→ Records supplied
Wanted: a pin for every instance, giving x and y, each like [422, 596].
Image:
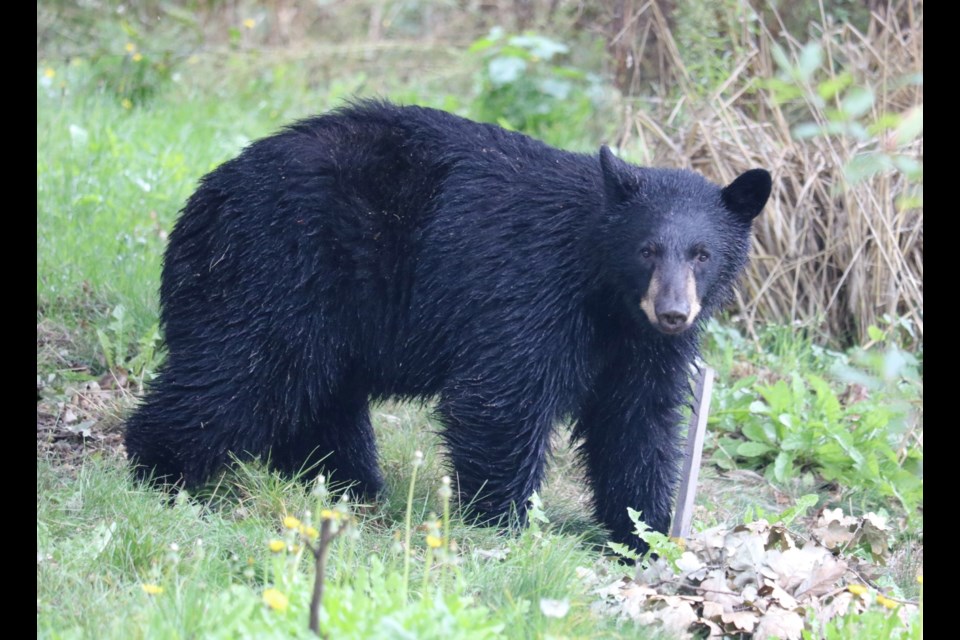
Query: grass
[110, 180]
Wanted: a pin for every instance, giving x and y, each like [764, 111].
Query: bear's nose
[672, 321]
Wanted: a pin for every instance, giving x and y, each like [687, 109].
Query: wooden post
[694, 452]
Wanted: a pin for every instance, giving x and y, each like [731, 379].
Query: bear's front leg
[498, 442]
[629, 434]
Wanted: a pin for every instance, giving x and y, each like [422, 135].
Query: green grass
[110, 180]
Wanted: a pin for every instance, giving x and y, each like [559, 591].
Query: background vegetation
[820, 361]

→ Task brief
Rewrite everything from the entry containing "like [422, 135]." down to the last entry as a two-column CSV headed entry_text and answer, one row per entry. Put each field in quotation marks and replace any line breaks in it with spaces.

→ Worked answer
entry_text,answer
"Wanted: a pin for every instance, giving x and y, each like [422, 135]. Query: green grass","[110, 180]"
"Wanted: a pin for every instance, giving x and y, each like [559, 591]. Query: background vegetation","[820, 361]"